Photo-based referring expression data
▼

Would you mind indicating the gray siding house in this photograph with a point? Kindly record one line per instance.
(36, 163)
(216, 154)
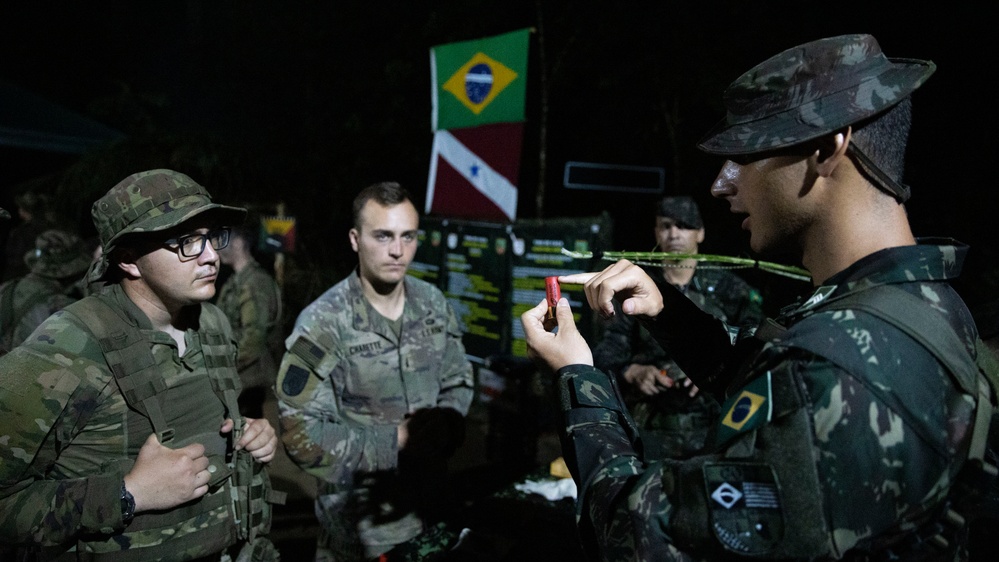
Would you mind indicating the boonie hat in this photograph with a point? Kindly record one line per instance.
(57, 254)
(151, 201)
(811, 90)
(682, 209)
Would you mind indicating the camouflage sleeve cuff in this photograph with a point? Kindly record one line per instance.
(101, 509)
(583, 386)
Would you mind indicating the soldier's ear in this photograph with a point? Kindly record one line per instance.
(353, 238)
(125, 261)
(832, 151)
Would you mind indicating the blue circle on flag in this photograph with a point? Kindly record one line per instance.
(742, 409)
(478, 82)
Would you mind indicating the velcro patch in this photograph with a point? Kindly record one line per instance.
(294, 380)
(745, 505)
(309, 352)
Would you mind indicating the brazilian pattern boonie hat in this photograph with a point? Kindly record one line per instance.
(811, 90)
(151, 201)
(682, 209)
(57, 254)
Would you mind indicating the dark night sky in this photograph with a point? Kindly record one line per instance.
(320, 98)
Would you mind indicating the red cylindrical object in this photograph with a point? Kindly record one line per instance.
(552, 291)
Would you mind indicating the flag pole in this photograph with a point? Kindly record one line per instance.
(539, 200)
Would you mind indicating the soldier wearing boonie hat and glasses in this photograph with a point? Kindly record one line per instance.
(850, 425)
(123, 405)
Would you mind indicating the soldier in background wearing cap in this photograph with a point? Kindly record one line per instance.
(374, 388)
(251, 300)
(673, 417)
(56, 264)
(122, 436)
(843, 430)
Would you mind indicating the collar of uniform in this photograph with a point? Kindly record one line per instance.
(131, 313)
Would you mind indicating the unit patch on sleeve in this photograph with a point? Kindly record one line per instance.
(744, 501)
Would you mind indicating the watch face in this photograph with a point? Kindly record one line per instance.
(127, 505)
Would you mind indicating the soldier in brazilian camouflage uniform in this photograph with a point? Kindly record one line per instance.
(672, 415)
(251, 300)
(122, 438)
(56, 264)
(839, 437)
(374, 388)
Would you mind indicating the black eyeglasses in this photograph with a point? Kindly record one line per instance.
(192, 245)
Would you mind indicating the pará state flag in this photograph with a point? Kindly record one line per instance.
(473, 172)
(479, 82)
(277, 234)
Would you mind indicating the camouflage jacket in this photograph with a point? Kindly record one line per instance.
(346, 383)
(25, 303)
(676, 422)
(251, 300)
(69, 437)
(839, 436)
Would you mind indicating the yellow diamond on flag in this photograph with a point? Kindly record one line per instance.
(743, 409)
(477, 83)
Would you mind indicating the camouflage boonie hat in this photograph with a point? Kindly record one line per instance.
(57, 254)
(811, 90)
(151, 201)
(682, 209)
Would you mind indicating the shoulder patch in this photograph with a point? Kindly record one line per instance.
(294, 380)
(309, 352)
(745, 505)
(749, 409)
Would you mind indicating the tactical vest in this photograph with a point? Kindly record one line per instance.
(928, 532)
(239, 484)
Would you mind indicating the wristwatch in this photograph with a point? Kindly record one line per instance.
(127, 505)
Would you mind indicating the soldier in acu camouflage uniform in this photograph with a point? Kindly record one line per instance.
(841, 434)
(374, 388)
(122, 438)
(56, 264)
(672, 415)
(251, 300)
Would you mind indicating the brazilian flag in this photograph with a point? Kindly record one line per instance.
(479, 82)
(746, 410)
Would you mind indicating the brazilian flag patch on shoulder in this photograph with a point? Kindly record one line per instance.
(746, 410)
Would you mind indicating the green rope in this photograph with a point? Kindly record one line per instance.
(716, 261)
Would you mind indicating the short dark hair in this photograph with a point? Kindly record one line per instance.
(386, 193)
(884, 137)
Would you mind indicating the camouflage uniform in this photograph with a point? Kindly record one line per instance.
(251, 299)
(841, 437)
(80, 398)
(345, 384)
(27, 301)
(831, 403)
(673, 423)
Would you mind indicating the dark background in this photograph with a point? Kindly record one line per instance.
(303, 103)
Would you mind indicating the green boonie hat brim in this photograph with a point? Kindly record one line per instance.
(809, 91)
(152, 201)
(682, 209)
(183, 210)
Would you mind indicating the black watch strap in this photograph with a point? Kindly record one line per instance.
(127, 505)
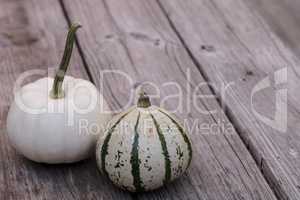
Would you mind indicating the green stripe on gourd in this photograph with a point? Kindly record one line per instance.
(184, 135)
(164, 151)
(104, 148)
(135, 162)
(147, 159)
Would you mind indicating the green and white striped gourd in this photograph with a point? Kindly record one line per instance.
(144, 148)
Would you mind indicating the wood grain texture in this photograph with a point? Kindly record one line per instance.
(134, 37)
(243, 50)
(32, 35)
(283, 17)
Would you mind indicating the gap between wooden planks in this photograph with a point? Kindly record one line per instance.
(135, 37)
(32, 36)
(245, 52)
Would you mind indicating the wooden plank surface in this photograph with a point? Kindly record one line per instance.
(135, 37)
(231, 42)
(283, 16)
(32, 35)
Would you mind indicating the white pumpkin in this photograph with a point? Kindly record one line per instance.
(144, 148)
(55, 125)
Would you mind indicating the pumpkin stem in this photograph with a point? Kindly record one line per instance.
(143, 101)
(57, 91)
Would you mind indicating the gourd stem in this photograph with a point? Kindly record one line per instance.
(57, 91)
(144, 100)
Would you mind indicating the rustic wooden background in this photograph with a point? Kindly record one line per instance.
(219, 41)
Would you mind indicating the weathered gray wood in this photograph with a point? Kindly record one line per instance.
(135, 38)
(32, 35)
(283, 17)
(244, 50)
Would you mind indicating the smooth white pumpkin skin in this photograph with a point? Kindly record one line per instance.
(152, 163)
(52, 135)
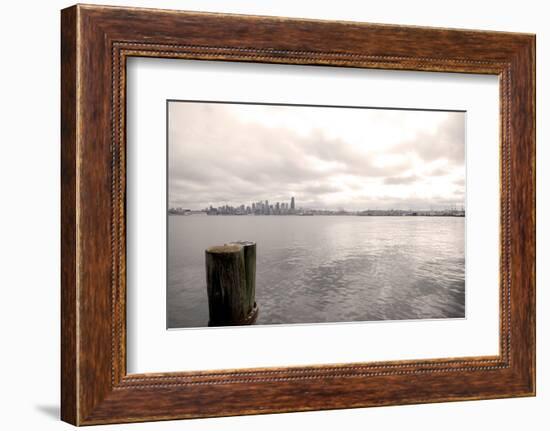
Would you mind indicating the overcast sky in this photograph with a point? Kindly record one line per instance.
(328, 158)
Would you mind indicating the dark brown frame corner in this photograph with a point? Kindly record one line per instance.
(95, 43)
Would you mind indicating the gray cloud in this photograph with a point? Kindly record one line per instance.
(218, 155)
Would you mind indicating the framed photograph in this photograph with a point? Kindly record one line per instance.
(263, 214)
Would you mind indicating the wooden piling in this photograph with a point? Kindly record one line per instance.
(230, 282)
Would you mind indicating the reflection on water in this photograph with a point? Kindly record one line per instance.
(325, 268)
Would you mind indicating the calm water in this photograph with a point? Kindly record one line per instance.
(325, 268)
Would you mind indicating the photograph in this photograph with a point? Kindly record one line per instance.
(304, 214)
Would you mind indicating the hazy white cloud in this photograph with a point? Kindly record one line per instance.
(326, 157)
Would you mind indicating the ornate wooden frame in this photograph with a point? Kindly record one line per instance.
(95, 43)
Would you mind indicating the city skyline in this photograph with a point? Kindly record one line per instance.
(264, 207)
(331, 158)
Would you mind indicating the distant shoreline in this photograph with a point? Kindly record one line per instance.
(316, 215)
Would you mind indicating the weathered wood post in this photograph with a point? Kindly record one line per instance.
(231, 284)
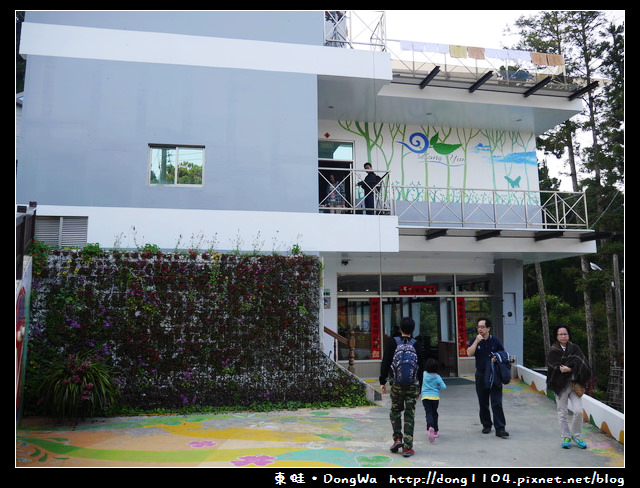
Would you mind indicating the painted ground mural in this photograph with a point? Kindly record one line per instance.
(419, 157)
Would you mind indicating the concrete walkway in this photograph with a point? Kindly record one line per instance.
(337, 437)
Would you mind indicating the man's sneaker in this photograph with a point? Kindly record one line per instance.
(581, 444)
(432, 434)
(397, 444)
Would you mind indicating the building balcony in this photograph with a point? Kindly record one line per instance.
(435, 212)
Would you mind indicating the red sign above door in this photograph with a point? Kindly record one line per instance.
(417, 290)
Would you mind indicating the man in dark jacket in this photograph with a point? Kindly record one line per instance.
(369, 185)
(483, 348)
(403, 397)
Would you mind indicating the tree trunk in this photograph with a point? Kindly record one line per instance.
(543, 310)
(588, 315)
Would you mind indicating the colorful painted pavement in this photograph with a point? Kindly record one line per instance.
(338, 437)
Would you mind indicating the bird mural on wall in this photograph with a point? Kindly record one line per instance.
(513, 183)
(418, 143)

▲

Directions: Write out every entry again word for word, without any of the pictures.

Solution to this exercise:
Would you mind indicating the gray siding house in this photograph with a point? Kindly record one line per instance.
(36, 163)
(216, 154)
Would you mind indicating the boonie hat in this photograph with a point? Kindly record one line per instance.
(57, 254)
(151, 201)
(811, 90)
(682, 209)
Would you mind indicating the camouflage sleeve cuff in this photograph with a point? Kindly record one line per instance.
(101, 509)
(583, 386)
Would you mind indicating the soldier's ear in this photograph with a point? Kindly record one line per instance.
(353, 238)
(125, 261)
(832, 151)
Would you mind indicating the blue circle on flag in this photograph with a point? Kindly record one line per instance.
(742, 409)
(478, 82)
Would you mind indicating the velcro patch in this photograph with a point? Kindly record one line per instance.
(294, 380)
(745, 505)
(309, 352)
Would you mind indicating the brazilian pattern boonie hat in this photograph with a point? Kindly record one line per instance.
(811, 90)
(151, 201)
(682, 209)
(57, 254)
Would you mind indicating the dark night sky in this photograph with a point? Kindly record one line per instance.
(320, 98)
Would you mind indicating the red cylindrical object in this photograph with a point? Kindly record one line per instance.
(552, 291)
Would you mind indicating the flag pole in this photograph with a point? Kindly record one line per instance.
(539, 200)
Would you mind indicating the soldier wearing boonie hat and glasses in this photograph with a point? Kindly record one line per instance.
(850, 425)
(123, 405)
Would you mind indicating the soldier in background wearing cap in this photograph with a point? Kindly record one line per instance.
(374, 388)
(251, 300)
(673, 417)
(56, 264)
(122, 436)
(843, 430)
Would you mind indicating the collar of uniform in this photograph with a point? Kindly record one line per instance.
(131, 313)
Would you mind indicating the unit patch on sleeve in this photograph with a point? Kindly record one line per instance.
(744, 501)
Would you mind indicating the watch face in this photograph with a point? Kindly record one line per instance.
(127, 505)
Would you mind indicating the soldier in brazilian camouflage uniform in this photograph with a point? Kindly record one line per instance.
(672, 415)
(251, 300)
(122, 438)
(56, 264)
(839, 437)
(374, 388)
Would you mind indicating the black eyeglasses in this photograph with a point? Kindly record one line per instance.
(192, 245)
Would you mind indicating the pará state flag in this photograph with a point? Kindly record one line per instance.
(473, 172)
(479, 82)
(277, 234)
Would you mind indicating the camouflage jacket in this photograph with a point? Kindly record one line per instance.
(346, 383)
(25, 303)
(676, 422)
(251, 300)
(69, 437)
(839, 436)
Would you mind indicating the yellow diamond on flag in this photograph with a point? Kindly record one line per instance.
(743, 409)
(477, 83)
Would you mind indicating the camouflage boonie hat in this photograph with a point? Kindly record one line per instance.
(57, 254)
(811, 90)
(151, 201)
(682, 209)
Would you mind indicating the shoulder patch in this photograph with a point? Kindly record one line per instance.
(294, 380)
(309, 352)
(745, 505)
(749, 409)
Would you mind indicating the tactical vest in this photograph with a point? Kindly record one line per instance.
(928, 532)
(239, 484)
Would you mind indicating the wristwatch in this photograph with a point? Kindly record one line per instance.
(127, 505)
Would you mind indicating the soldier in acu camouflage uniform in this photograph with a point? Kindly record one line per instance.
(841, 434)
(374, 388)
(122, 438)
(56, 264)
(672, 415)
(251, 300)
Would you mind indicating the brazilian flag in this photograph with a point? Kindly record one line per instance.
(479, 82)
(746, 410)
Would you mind indicating the brazilian flag patch on shoulder in this photograph with a point? Kindly record one line per instance.
(746, 410)
Would you mind indicating the green rope in this photograph with a point? Kindly record one line per instance.
(716, 261)
Would you mind indicating the short dark hair in this photograph with a point? Kindly record one line per instance.
(386, 193)
(884, 137)
Would you mind indicating the camouflage uniform in this photograph with a point? Kindly record one line per instance.
(251, 299)
(841, 437)
(80, 398)
(345, 384)
(27, 301)
(831, 403)
(673, 423)
Would you mind indicating the dark background in this photograph with a point? Kindly record one line per instance.
(303, 103)
Would you mind indicating the green boonie hat brim in this photograph with a point? Kindly record one line per instance.
(809, 91)
(152, 201)
(682, 209)
(183, 210)
Would you mind indicating the black watch strap in this photograph with a point? Kindly record one line per instance.
(127, 505)
Would you mind indicating the green stripe on gourd in this photograph with a point? Kindly record one line per instance.
(184, 135)
(164, 151)
(104, 148)
(135, 162)
(147, 159)
Would you mind indicating the green and white striped gourd in this photograph with a point? Kindly record one line per instance.
(144, 148)
Would you mind indicating the wood grain texture in this photograph with a point? Kindly record one line per instance.
(134, 37)
(243, 50)
(32, 35)
(283, 17)
Would you mind indicating the gap between wooden planks in this photograph with a point? Kindly record one line per instance.
(135, 37)
(32, 36)
(245, 52)
Would you mind indicating the wooden plank surface in this photograph with a point? Kindly record one line per instance.
(135, 37)
(231, 42)
(283, 16)
(32, 35)
Would you mind indicating the white pumpkin in this photograph with a point? Kindly record one line per instance.
(144, 148)
(55, 125)
Would you mind indicating the pumpkin stem in this photograph with a point? Kindly record one line per instance.
(143, 101)
(57, 91)
Would you mind indicating the gourd stem in this photograph with a point? Kindly record one line per instance.
(57, 91)
(144, 100)
Would you mind indicating the rustic wooden background in this photograph with a point? Kindly record one line per instance.
(219, 41)
Would you mind indicating the weathered gray wood in this photograph with a point? Kindly record one line per instance.
(135, 38)
(32, 35)
(283, 17)
(244, 50)
Would you mind indicating the smooth white pumpkin skin in this photograph with a point? Kindly record one line per instance.
(152, 163)
(52, 135)
Would you mind indicating the overcast sky in this photograph with a point? Kindly record one line per instance.
(328, 158)
Would you mind indicating the dark brown frame corner in this photograph with a point? Kindly record one line per instance.
(95, 43)
Would you mind indicating the gray cloud in this photograph with a point? Kindly record one line per instance.
(218, 155)
Would you mind indicating the framed photograph in this photograph with a point? Kindly record one line per instance.
(263, 214)
Would you mind indicating the wooden piling in this photograph with a point? Kindly record one line per instance.
(230, 282)
Would you mind indicating the reflection on water in this photograph with a point? Kindly record one line per instance.
(325, 268)
Would you mind indicating the calm water in this photograph with a point? Kindly record one line per instance.
(325, 268)
Would you mind indicating the photograph in this photograph with a point? Kindly record one line per instance.
(304, 214)
Would you mind indicating the hazy white cloud in this photograph with a point? Kindly record one line per instance.
(326, 157)
Would you mind indicating the ornate wooden frame in this photograph with a point? Kindly record one line per instance.
(95, 43)
Would you mind indicating the city skyline in this photograph with a point? Kindly record one line per instance.
(264, 207)
(331, 158)
Would you mind indicating the distant shoreline in this photograph with a point? Kindly record one line per instance.
(316, 215)
Would you mind indicating the weathered wood post in this photograph with a point? Kindly record one line per instance.
(231, 284)
Would you mind indicating the painted ground mural in this photograph with a point? Kindly record one line per instance.
(419, 157)
Would you mind indicating the concrete walkway in this photograph with a point? Kindly record one line per instance.
(337, 437)
Would you mind indicating the man's sneaker in this photograph with a point? Kindly record one line per instance.
(581, 444)
(432, 434)
(397, 444)
Would you mind indicating the building balcony in this photograph with a point? Kindly record one line per instance.
(435, 212)
Would you mind indicating the red sign above door in this photograph with a point? Kindly record one line per instance.
(417, 290)
Would you mind indicating the man in dark jacket in this photograph with a point? Kindly record one line per instance.
(369, 185)
(483, 348)
(403, 397)
Would you mind indicating the tree trunk in this photograph with a point? Kindly record one line per instance.
(543, 310)
(588, 315)
Would you mind indicating the colorful painted pavement in this photograph with a point? Kindly record one line per instance.
(338, 437)
Would you mind indicating the bird mural on wall in this photograph with a point? Kindly record one line per instance.
(513, 183)
(418, 143)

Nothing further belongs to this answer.